§ Extracted material
----------

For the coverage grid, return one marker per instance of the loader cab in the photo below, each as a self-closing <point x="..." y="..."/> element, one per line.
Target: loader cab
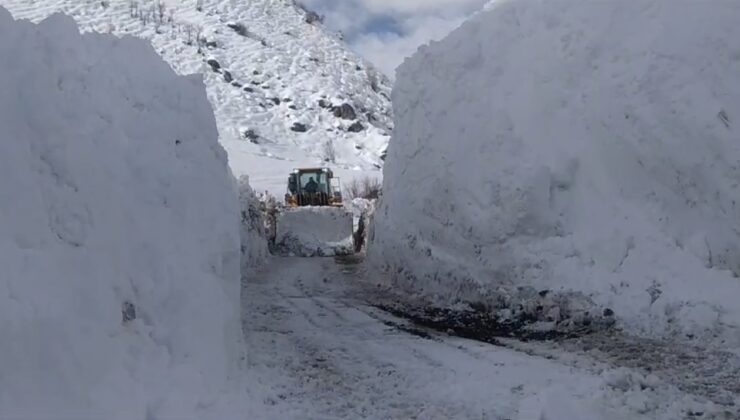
<point x="313" y="187"/>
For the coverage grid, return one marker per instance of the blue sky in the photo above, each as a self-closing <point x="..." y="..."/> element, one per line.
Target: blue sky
<point x="387" y="31"/>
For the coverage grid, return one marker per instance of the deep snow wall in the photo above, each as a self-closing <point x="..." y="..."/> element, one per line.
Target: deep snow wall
<point x="119" y="232"/>
<point x="586" y="148"/>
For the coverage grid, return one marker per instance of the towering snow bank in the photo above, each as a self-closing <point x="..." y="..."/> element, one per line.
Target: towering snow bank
<point x="119" y="235"/>
<point x="579" y="147"/>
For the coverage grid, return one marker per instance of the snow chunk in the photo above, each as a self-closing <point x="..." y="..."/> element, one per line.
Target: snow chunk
<point x="119" y="232"/>
<point x="586" y="148"/>
<point x="315" y="231"/>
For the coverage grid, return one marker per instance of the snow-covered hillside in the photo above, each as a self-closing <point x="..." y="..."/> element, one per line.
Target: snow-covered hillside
<point x="579" y="149"/>
<point x="119" y="232"/>
<point x="286" y="92"/>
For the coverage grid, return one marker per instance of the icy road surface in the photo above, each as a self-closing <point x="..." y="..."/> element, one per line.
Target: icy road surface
<point x="318" y="350"/>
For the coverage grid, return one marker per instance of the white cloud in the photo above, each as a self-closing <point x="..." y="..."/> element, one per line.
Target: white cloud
<point x="415" y="22"/>
<point x="388" y="50"/>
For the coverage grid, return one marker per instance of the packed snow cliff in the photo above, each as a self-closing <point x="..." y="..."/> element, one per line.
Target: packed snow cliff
<point x="119" y="232"/>
<point x="286" y="92"/>
<point x="579" y="157"/>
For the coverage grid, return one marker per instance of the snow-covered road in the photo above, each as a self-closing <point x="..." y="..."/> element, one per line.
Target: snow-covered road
<point x="317" y="350"/>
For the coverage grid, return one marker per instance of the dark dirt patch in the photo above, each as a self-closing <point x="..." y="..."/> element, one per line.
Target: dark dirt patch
<point x="471" y="324"/>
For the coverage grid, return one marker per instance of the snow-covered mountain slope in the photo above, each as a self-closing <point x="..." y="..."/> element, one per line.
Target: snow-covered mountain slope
<point x="119" y="232"/>
<point x="588" y="149"/>
<point x="285" y="92"/>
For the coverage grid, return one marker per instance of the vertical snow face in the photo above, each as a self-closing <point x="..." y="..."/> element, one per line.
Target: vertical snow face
<point x="285" y="91"/>
<point x="585" y="148"/>
<point x="119" y="231"/>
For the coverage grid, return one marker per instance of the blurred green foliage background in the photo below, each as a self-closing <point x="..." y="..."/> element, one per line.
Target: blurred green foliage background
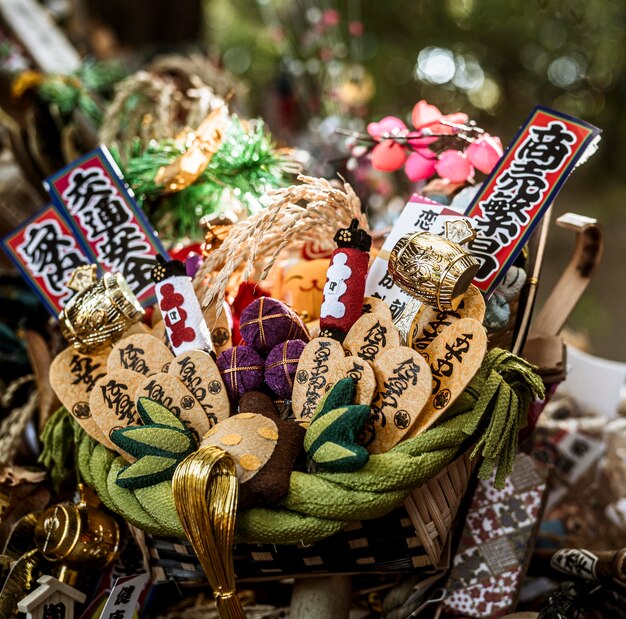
<point x="494" y="60"/>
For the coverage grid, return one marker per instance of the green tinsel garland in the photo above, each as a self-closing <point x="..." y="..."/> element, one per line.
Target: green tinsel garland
<point x="247" y="164"/>
<point x="86" y="90"/>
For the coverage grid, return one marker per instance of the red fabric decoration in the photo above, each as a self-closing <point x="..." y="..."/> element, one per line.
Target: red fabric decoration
<point x="345" y="282"/>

----------

§ Work required
Reproduce the entries exactly. Do not carry over any picture.

§ Task response
For the coverage grid, return one marker per instance of the loader cab in the photo below, each as a self-closing <point x="..." y="..."/> element, one per line.
Target: loader cab
<point x="313" y="187"/>
For the coverage grid, return one marker per instance of the blue sky in the photo above, each as a self-closing <point x="..." y="..."/> element, one per line.
Target: blue sky
<point x="387" y="31"/>
For the coverage grid, return one marker per instance of the deep snow wall in the photo above, each as a self-closing <point x="..." y="..."/> element, one per line.
Target: deep snow wall
<point x="119" y="232"/>
<point x="586" y="148"/>
For the coverage grid, return one marker per instance of the towering snow bank in the photo above, each as a self-closing <point x="..." y="..."/> element, one per line.
Target: towering snow bank
<point x="119" y="235"/>
<point x="579" y="147"/>
For the coverage grid, return one marker per instance of the snow chunk in the photo above, each as a self-closing <point x="..." y="..."/> element, one per line.
Target: snow chunk
<point x="119" y="232"/>
<point x="586" y="148"/>
<point x="315" y="231"/>
For the coverage grid, return one marker per instance of the snow-covered hillside in the photo above, each as a self-closing <point x="..." y="..."/> element, one per line.
Target: snow-covered hillside
<point x="579" y="149"/>
<point x="119" y="232"/>
<point x="286" y="92"/>
For the coverage grid, return one marker per instance of the icy road surface in the photo above, each as a self-closing <point x="..." y="..."/> element, one per line.
Target: icy road surface
<point x="318" y="350"/>
For the coverage grid, return one marker per instance of the white cloud in the photo above, each as a self-closing <point x="..." y="..."/> element, one per line.
Target: white cloud
<point x="415" y="22"/>
<point x="388" y="50"/>
For the coverage grid, return one marker per instance of the packed snow cliff in the photo above, each as a self-closing <point x="..." y="..."/> element, one per line.
Target: packed snow cliff
<point x="119" y="232"/>
<point x="286" y="92"/>
<point x="579" y="157"/>
For the coverage grid, return one marker per instance of the snow-covered road in the photo above, each as a self-closing <point x="..." y="..."/> element, one per line.
Target: snow-covered road
<point x="317" y="350"/>
For the coverage grid, return one marker per instance of the dark dirt patch in the photo above, each as a self-closing <point x="..." y="..."/> element, one per line.
Target: dark dirt patch
<point x="471" y="324"/>
For the coverage grid, return one marker per instance of the snow-covered mountain slope in the photo above, each as a self-closing <point x="..." y="..."/> element, one per line.
Target: snow-covered mountain slope
<point x="119" y="232"/>
<point x="588" y="149"/>
<point x="285" y="92"/>
For the coverage grid, return one marker per instance of the vertical snow face in the photo above, each as a self-closing <point x="..." y="..."/> element, one per line.
Target: vertical snow face
<point x="285" y="91"/>
<point x="585" y="148"/>
<point x="119" y="231"/>
For the coverage grid, return one marker per instance of the blurred green foliage background in the photo below, each as a self-closing <point x="..." y="..."/> element, one per line.
Target: blurred green foliage background
<point x="494" y="60"/>
For the coverage grid, return one marker per instance of the green tinsel garland in the photo above, each as a self-closing <point x="..." y="..."/> element, one per line.
Target: green tinsel garland
<point x="247" y="164"/>
<point x="86" y="90"/>
For the coverage grid, return one marker per instance of the red fabric decoration in the photo above, each as a self-closing <point x="..." y="..."/> element, one per line.
Target: red fabric decoration
<point x="345" y="282"/>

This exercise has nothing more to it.